--- Text shown Enclosed Below ---
Yesterday’s note was about those who want to understand nature and those who want to feel their connection to it.
Here’s another way of looking at the problem: The entomologist William Morton Wheeler, in an address to the Boston Society of Natural History in 1931, considered the distinction between naturalists and biologists. In his telling:
• Naturalists are extraverts, Romantics, observers, collectors, classifiers. If they were philosophers, they’d be students of Aristotle.
• Biologists are introverts, Classicists, theorists, handlers of ideas rather than specimens. If they were philosophers, they’d be students of Plato.
Wheeler had an interesting mind. Some of his specimens are still in the collection at the University of Texas. He was known as a taxonomist, one of stars of the science of zoological classification. But this classification seems like whimsy to me.
What I’d say: The diversity we see in nature is mirrored in the diversity we see in the observers of nature. It’s a spectrum, rather than an either-or. Some observers are trying to understand what they see, and others are trying to feel how they connect to web of nature.
All the observers on the spectrum give some kind of account of what they experienced. Old newspapermen would be tempted to talk about how objective each account was.
I’ve been watching a red yucca in the front garden. It put out a stalk, which seemed to grow about 6 inches a day. Then the flowers came, and while I was counting, a hummingbird came to feed.
I have seen hummingbirds feed on many plants and I know a bit about how they go about it. I was interested in this sight, but also thrilled.
--- End of Enclosed Text shown ---
--- Information Enclosed Below ---
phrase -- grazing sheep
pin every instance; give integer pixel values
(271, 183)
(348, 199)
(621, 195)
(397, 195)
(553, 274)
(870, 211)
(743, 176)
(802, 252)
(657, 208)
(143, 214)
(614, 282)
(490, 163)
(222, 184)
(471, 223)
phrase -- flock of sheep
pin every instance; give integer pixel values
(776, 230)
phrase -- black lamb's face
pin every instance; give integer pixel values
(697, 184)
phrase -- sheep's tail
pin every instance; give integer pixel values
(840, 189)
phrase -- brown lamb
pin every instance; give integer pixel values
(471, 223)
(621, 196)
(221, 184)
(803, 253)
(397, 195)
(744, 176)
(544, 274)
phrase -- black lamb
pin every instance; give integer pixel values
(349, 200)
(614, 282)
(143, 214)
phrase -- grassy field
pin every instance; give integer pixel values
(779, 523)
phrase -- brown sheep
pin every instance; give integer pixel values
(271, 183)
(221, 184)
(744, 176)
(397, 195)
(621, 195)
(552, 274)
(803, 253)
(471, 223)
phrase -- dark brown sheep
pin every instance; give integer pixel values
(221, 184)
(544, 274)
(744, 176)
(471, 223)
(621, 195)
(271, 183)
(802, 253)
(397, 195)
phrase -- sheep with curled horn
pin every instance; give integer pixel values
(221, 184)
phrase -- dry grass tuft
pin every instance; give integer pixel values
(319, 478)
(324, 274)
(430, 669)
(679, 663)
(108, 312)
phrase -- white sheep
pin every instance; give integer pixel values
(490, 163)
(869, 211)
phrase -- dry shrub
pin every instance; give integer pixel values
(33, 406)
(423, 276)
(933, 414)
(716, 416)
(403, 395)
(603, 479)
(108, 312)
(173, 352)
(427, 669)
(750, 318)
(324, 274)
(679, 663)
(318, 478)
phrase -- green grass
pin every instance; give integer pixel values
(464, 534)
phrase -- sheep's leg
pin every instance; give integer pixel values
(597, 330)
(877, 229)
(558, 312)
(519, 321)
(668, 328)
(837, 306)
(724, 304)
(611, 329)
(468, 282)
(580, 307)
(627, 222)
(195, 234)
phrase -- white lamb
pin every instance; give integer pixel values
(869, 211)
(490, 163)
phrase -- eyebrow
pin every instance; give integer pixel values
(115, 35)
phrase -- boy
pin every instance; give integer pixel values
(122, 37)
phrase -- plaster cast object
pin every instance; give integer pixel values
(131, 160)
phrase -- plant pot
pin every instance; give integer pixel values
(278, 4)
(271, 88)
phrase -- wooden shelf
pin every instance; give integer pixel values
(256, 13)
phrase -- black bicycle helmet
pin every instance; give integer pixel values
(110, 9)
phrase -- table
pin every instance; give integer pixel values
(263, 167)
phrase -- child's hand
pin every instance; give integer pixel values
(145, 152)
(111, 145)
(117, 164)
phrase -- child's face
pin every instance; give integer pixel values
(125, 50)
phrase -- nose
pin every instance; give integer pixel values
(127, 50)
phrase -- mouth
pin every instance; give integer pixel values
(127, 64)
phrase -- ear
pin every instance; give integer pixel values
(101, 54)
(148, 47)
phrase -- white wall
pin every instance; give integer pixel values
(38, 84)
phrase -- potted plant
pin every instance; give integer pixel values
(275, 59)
--- End of Enclosed Information ---
* **Task prompt**
In the text on naturalists and biologists, which philosopher's students does Wheeler compare biologists to?

* **Exercise solution**
Plato's